WHAT IS NEEDED:
Copy the entries from the line with "Point out the whipped" through the last one, replacing "swirl" with "spiral" and keeping everything else the same.

[Records]
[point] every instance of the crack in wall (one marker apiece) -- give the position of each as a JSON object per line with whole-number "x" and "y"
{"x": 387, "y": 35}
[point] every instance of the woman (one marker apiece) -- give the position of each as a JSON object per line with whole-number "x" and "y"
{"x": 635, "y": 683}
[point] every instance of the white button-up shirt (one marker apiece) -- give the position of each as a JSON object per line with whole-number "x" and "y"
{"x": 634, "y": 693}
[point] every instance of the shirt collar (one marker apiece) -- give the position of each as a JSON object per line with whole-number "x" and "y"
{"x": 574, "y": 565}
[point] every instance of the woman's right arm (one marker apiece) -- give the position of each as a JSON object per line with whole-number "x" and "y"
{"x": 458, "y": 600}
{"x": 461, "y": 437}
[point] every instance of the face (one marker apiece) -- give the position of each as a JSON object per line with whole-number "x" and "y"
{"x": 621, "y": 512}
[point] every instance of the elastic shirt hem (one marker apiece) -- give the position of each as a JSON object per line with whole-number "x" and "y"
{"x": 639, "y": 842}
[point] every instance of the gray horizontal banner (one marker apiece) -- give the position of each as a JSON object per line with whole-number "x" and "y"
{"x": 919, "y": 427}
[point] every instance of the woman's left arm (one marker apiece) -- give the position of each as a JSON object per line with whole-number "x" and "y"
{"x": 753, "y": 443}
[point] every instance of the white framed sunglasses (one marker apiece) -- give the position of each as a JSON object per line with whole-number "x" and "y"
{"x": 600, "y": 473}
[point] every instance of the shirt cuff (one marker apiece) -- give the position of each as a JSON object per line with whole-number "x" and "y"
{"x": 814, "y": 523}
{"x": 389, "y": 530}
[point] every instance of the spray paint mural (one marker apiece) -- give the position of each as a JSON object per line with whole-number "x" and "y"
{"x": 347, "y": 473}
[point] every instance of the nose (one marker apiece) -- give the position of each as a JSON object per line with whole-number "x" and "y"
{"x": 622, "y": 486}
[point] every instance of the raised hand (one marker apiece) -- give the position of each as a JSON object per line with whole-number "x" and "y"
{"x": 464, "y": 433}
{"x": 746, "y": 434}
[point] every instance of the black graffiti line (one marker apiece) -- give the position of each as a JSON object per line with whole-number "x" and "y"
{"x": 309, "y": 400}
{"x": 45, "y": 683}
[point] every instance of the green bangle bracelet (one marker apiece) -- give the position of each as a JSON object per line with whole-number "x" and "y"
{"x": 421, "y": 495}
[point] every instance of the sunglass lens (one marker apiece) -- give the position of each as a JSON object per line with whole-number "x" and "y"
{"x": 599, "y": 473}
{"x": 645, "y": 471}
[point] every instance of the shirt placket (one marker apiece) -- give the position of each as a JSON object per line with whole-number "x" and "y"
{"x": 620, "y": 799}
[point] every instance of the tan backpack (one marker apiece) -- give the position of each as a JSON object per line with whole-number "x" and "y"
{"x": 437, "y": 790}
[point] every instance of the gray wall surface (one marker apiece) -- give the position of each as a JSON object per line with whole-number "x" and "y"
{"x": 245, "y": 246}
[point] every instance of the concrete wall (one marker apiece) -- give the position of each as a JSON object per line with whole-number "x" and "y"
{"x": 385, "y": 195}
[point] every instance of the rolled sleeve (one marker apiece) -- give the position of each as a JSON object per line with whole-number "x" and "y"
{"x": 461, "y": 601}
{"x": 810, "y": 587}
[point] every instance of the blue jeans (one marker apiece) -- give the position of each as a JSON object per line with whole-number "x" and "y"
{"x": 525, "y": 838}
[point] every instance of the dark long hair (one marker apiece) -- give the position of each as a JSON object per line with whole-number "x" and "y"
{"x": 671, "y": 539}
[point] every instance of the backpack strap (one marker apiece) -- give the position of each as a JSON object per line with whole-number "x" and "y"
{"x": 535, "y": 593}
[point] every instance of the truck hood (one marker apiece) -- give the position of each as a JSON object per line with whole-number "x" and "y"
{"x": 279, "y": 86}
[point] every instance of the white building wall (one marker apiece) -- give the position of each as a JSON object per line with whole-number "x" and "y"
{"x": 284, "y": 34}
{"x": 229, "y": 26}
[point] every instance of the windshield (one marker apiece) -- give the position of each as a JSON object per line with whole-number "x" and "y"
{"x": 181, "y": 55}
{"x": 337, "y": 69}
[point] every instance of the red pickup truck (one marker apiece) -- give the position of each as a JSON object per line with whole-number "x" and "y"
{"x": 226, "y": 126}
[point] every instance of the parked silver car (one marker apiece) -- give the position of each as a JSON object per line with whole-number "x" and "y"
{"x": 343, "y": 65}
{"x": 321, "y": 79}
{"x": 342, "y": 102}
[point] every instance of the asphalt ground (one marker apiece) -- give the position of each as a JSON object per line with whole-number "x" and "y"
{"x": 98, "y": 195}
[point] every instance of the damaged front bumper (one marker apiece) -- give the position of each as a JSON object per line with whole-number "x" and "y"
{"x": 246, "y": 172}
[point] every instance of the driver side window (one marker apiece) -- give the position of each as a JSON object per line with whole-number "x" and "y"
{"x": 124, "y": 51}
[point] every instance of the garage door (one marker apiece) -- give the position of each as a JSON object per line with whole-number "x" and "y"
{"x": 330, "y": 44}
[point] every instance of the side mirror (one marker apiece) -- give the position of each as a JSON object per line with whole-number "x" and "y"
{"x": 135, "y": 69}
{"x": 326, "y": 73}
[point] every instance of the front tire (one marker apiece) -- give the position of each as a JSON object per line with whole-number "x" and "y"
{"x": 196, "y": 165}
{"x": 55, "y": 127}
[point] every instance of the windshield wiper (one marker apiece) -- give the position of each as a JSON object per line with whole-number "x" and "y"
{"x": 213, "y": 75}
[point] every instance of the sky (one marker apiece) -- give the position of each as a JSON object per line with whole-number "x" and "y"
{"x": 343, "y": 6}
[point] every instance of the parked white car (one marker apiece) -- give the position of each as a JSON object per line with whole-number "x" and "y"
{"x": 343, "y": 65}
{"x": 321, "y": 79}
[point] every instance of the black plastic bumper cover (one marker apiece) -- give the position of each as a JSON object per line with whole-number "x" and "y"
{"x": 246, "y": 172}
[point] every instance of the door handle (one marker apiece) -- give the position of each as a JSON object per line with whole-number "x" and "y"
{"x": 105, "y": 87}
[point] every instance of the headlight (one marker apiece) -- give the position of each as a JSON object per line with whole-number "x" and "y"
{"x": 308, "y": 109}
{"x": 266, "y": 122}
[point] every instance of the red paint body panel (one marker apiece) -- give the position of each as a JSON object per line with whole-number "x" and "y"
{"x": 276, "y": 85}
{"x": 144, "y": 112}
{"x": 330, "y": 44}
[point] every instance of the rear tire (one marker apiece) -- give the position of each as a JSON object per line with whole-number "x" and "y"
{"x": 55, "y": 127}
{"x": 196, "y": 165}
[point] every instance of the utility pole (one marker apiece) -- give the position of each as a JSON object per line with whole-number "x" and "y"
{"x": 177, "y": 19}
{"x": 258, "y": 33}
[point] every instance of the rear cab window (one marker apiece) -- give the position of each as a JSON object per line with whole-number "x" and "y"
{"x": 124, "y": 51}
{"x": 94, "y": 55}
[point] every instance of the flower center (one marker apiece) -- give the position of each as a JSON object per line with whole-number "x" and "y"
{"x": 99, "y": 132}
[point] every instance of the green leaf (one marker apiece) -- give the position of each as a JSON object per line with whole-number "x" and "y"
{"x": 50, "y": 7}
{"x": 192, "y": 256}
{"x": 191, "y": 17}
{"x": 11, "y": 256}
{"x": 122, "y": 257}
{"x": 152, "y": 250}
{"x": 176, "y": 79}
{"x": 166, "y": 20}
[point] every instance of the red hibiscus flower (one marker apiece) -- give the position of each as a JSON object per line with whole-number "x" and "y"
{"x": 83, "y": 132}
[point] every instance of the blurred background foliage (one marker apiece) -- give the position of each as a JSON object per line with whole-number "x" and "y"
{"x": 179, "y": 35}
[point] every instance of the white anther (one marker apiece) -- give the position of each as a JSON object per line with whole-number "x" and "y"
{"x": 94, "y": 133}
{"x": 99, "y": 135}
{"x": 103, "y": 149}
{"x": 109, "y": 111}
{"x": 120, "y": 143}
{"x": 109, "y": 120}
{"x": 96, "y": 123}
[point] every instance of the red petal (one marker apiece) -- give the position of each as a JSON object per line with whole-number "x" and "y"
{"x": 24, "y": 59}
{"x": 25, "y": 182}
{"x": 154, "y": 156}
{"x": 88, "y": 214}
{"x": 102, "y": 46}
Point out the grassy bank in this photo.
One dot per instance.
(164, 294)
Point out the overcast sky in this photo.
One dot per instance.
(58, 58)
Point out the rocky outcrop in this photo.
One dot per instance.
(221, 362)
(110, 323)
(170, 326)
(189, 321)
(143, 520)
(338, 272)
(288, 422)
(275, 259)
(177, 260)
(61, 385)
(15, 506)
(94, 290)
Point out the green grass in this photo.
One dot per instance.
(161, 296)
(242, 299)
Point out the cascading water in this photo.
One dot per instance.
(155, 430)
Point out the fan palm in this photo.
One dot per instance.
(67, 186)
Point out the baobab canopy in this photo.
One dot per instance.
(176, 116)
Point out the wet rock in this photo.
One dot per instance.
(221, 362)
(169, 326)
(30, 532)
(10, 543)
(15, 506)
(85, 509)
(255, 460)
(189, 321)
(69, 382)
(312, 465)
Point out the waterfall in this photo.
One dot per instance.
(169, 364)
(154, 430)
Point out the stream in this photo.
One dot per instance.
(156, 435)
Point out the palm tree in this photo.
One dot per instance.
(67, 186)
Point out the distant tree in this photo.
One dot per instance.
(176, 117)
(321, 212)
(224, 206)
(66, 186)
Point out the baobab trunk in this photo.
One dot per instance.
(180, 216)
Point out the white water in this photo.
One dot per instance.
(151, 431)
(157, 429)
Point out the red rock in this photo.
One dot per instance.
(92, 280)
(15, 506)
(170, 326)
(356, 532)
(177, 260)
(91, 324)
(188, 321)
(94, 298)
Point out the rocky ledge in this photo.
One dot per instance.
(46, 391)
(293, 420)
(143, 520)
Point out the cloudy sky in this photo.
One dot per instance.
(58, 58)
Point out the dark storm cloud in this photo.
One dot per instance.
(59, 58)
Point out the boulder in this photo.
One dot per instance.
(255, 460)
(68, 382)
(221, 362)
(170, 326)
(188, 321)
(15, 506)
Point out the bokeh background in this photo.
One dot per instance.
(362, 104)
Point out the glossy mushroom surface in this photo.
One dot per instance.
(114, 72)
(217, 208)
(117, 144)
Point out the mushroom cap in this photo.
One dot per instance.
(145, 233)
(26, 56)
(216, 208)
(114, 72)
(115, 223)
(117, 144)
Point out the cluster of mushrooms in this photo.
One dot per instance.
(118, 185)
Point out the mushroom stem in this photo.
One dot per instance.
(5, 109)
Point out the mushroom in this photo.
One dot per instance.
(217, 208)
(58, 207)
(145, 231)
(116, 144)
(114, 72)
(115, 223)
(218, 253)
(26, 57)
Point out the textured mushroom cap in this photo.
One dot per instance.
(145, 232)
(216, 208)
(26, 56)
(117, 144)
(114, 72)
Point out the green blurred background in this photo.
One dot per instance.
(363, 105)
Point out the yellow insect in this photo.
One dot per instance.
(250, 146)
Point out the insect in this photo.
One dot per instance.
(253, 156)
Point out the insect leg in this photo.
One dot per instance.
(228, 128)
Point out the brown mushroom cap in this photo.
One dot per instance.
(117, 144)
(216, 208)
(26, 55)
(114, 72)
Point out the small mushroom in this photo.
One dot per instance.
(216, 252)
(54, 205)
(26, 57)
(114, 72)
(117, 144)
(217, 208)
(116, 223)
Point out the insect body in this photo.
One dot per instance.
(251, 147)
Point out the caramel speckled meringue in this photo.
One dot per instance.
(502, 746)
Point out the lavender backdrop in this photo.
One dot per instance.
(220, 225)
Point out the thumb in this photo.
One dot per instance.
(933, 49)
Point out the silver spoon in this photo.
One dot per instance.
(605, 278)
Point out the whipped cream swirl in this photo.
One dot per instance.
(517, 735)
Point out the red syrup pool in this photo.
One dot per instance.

PROBLEM SOLUTION:
Point out the whipped cream spiral in this photo.
One dot per instance.
(517, 735)
Point out the red syrup pool in this photo.
One dot per instance.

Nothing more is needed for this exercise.